Une usine à gaz est une usine produisant du gaz manufacturé, ou gaz de ville, généralement à partir de charbon[1] (et plus particulièrement de houille, le gaz de houille, mais des expériences de gaz de bois, gaz d'huile, gaz de résine, gaz de pétrole, gaz de tourbe, gaz portatif comprimé, gaz à l'eau, etc. seront aussi réalisées avec plus ou moins de succès). L'industrie du gaz a connu une forte expansion en Europe aux XIXe et XXe siècles. Des usines de taille importante font alors leur apparition dans le paysage industriel qui marquèrent l'imaginaire collectif[2],[3],[4]. Les immenses carcasses métalliques des gazomètres nécessaires au stockage du gaz obtenu se voient alors de très loin et forment des repères incontournables dans le paysage. Ces usines ont généré de fortes pollutions industrielles, en partie liées aux résidus de la combustion du charbon[5]. L'exploitation du gaz naturel, beaucoup plus calorifique, a progressivement rendu les usines à gaz obsolètes, mais les gazomètres associés aux usines ont parfois été réutilisés pour le gaz naturel.

En France, la dernière usine à gaz, celle de Belfort, en Franche-Comté ferme en 1971.

Des vestiges industriels ont été conservés dans certaines régions mais le plus souvent les usines ont été détruites[6]. En France à la fin du XXe siècle, une politique de réhabilitation des anciens sites fortement pollués a été menée par les pouvoirs publics et Gaz de France[7].

La complexité de la tuyauterie des usines à gaz était proverbiale. L'expression « usine à gaz » subsiste donc dans le langage courant comme un terme péjoratif désignant un système lourd et complexe, peu maniable et/ou peu compréhensible.

La découverte du gaz manufacturé[modifier | modifier le code]

La propriété de la découverte du gaz de ville, aux alentours de 1800 a fait débat à l'époque. Elle se trouve partagée entre le français Philippe Lebon (gaz de bois ou gaz hydrogène), l'anglais William Murdoch (gaz de houille ou gaz hydrogène carboné), l'allemand Frédéric-Albert Winsor, le limbourgeois Jan Pieter Minckelers qui est le seul à ne pas lui avoir donné de suites industrielles. Il semblerait que sa fabrication et son exploitation comme éclairage avaient été réalisées bien avant à l'abbaye de Culross (en:Culross Abbey), en Écosse où l'on s'en servait dans des vases[8].

Les premiers appareils[modifier | modifier le code]

La distillation[9] effectuée par Lebon sur le bois est réalisée à une température que l’on peut estimer (Lebon ne l’ayant jamais mesurée) à 550 – 650 °C. Compte tenu de la technique de chauffage de ses cornues, il est certain que l’homogénéité de cette température était loin d’être assurée au sein du milieu réactionnel. Lebon ne pût donc produire qu'un gaz contenant beaucoup d'impuretés[10].

Les expériences sur le gaz de bois sont vite abandonnées au profit du gaz de houille : les premiers appareils conçus par Frédéric-Albert Winsor ou par William Murdoch ne produisaient qu'une fumée épaisse que l'on allumait et qui prenait le nom de gaz d'éclairage (gas light).

## Données recueillies
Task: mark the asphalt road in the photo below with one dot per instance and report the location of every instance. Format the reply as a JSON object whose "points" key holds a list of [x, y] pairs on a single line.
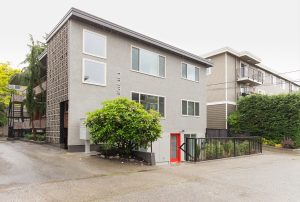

## Travail à faire
• A. D'après le texte sur les usines à gaz, en quelle année ferme la dernière usine à gaz de France ?
• B. Pour chaque phrase, dites si elle est d'accord avec le texte sur les usines à gaz, et citez les mots du texte qui le prouvent.
(i) Lebon a mesuré la température de sa distillation du bois.
(ii) Jan Pieter Minckelers n'a pas donné de suites industrielles au gaz de ville.
(iii) Les gazomètres n'ont jamais servi pour le gaz naturel.
• C. Dans le texte sur les usines à gaz, la première parenthèse nomme d'autres gaz qui ont fait l'objet d'expériences en plus du gaz de houille. Donnez-les tous.

## Corrigé de l'exercice
• A. En 1971.

• B.
(i) Non : « Lebon ne l’ayant jamais mesurée ».
(ii) Oui : « qui est le seul à ne pas lui avoir donné de suites industrielles ».
(iii) Non : « les gazomètres associés aux usines ont parfois été réutilisés pour le gaz naturel ».

• C. Gaz de bois, gaz d'huile, gaz de résine, gaz de pétrole, gaz de tourbe, gaz portatif comprimé, gaz à l'eau.